- [ИСХОДНЫЙ ОТРЫВОК]
=======

Джейсон Гудвин - История доллара
Накануне ухода со своего поста Джексон распорядился, чтобы государственные земли продавали только в обмен на золотую и серебряную монету, техническое название которых было «металлические деньги», а не на банкноты: среди жителей американского запада росло недовольство спекуляциями, поскольку драка за землю слишком высоко задирала цены, чтобы в ней могли участвовать местные фермеры. Это распоряжение назвали «Циркуляром о звонкой монете», и Джексон его обнародовал в июле 1836 года. Он надеялся на три вещи: заставить спекулянтов раскошелиться, дать местным банкам необходимую звонкую монету, которая понадобилась бы для оплаты процентных платежей государству, и ослабить горячку вокруг бумажных денег.
Прошел год, и случилось следующее: земельный бум потерпел крах, а банки потребовали уплаты выданных кредитов, чтобы найти деньги, которые сам Джексон хотел передать в распоряжение штатов. При этом Банк Англии, встревоженный размахом американских спекуляций, поднял свою процентную ставку.
Деньги потекли вспять. Золото и серебро высосали из деловых городов на Восточном побережье, где они были необходимы, и пустили на запад, где в них особенно не нуждались. Через два месяца после того, как Джексон покинул Белый дом, все до единого банки США приостановили погашение своих банкнот в обмен на золото и серебро. Невыплаченные ипотечные кредиты оставили их со многими акрами земли. Это ударило по британским инвесторам, несколько английских банков разорились, а один остряк написал горькую частушку об отношении американцев к долгам, положенную на мотив «Янки-дудл». В процессе перемещения звонкой монеты федеральное правительство само оказалось не в состоянии платить жалованье государственным служащим. Отель форта Шелдон вместе с тридцатью участками распродали за сумму, не превышавшую цены его картин и хрусталя.

=======

- [ИЗВЛЕЧЁННЫЕ ДАННЫЕ]
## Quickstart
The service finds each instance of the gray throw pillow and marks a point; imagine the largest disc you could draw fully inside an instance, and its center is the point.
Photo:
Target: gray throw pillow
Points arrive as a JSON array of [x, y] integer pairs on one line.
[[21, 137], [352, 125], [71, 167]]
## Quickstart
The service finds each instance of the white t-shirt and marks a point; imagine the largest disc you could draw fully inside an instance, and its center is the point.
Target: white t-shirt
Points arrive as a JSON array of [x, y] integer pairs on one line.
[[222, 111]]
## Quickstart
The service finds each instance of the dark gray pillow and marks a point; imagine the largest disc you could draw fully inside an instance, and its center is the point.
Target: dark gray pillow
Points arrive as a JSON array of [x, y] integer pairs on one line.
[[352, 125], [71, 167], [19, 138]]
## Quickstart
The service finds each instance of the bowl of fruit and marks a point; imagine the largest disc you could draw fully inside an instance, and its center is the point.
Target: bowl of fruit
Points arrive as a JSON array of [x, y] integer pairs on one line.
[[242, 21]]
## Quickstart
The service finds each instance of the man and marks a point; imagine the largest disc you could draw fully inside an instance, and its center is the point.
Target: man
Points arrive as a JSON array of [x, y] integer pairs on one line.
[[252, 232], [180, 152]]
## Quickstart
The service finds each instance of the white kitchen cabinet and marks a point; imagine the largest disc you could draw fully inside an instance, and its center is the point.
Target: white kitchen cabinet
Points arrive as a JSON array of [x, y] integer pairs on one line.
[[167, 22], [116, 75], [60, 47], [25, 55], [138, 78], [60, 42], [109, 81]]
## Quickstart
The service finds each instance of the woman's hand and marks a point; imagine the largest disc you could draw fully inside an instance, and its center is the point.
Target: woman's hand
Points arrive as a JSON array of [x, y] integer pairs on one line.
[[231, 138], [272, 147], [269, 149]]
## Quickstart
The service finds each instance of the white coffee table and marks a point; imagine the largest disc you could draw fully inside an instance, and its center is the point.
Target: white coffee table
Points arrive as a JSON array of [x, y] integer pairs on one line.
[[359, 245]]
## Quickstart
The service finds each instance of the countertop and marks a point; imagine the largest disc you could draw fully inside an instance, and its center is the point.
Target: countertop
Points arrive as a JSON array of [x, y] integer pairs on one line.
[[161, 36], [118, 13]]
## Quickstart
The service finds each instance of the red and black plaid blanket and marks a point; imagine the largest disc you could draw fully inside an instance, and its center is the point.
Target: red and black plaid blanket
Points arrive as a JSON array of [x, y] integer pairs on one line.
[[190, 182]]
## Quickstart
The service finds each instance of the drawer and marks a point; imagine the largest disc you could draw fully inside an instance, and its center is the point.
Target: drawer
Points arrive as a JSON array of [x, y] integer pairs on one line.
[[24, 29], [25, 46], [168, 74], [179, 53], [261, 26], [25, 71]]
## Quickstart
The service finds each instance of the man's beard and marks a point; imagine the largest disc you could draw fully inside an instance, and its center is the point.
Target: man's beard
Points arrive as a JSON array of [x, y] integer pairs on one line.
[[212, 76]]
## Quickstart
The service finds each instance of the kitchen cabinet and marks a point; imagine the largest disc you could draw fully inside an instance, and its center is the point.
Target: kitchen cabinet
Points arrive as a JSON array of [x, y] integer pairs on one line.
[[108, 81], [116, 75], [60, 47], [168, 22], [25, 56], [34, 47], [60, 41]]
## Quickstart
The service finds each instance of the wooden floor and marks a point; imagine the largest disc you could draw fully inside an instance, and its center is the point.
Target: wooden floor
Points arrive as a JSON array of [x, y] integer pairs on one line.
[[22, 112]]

=======

- [ЧТО ТРЕБУЕТСЯ]
1/ Перечислите все цели, на которые, согласно отрывку, Джексон надеялся при издании «Циркуляра о звонкой монете».
2/ Дословно перепишите из отрывка фрагмент от слов «Деньги потекли вспять.» до слов «картин и хрусталя.» включительно.
Записи здесь никак не используются.

- [ОТВЕТЫ К УПРАЖНЕНИЮ]
1/
1. Заставить спекулянтов раскошелиться.
2. Дать местным банкам необходимую звонкую монету, которая понадобилась бы для оплаты процентных платежей государству.
3. Ослабить горячку вокруг бумажных денег.

2/
Деньги потекли вспять. Золото и серебро высосали из деловых городов на Восточном побережье, где они были необходимы, и пустили на запад, где в них особенно не нуждались. Через два месяца после того, как Джексон покинул Белый дом, все до единого банки США приостановили погашение своих банкнот в обмен на золото и серебро. Невыплаченные ипотечные кредиты оставили их со многими акрами земли. Это ударило по британским инвесторам, несколько английских банков разорились, а один остряк написал горькую частушку об отношении американцев к долгам, положенную на мотив «Янки-дудл». В процессе перемещения звонкой монеты федеральное правительство само оказалось не в состоянии платить жалованье государственным служащим. Отель форта Шелдон вместе с тридцатью участками распродали за сумму, не превышавшую цены его картин и хрусталя.